WORK REQUIRED:
Please repeat the rows below, swapping each "dam spillway" for "sluice gate" and leaving everything else unchanged.
※ ※ ※
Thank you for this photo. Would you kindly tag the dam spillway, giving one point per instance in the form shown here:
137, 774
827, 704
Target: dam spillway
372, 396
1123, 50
※ ※ ※
COMPLETE OUTPUT:
Thank you for this photo. Would you kindly tag the sluice gate, giving one point per instance in the form shown here:
137, 774
827, 704
Target: sluice gate
372, 396
1123, 50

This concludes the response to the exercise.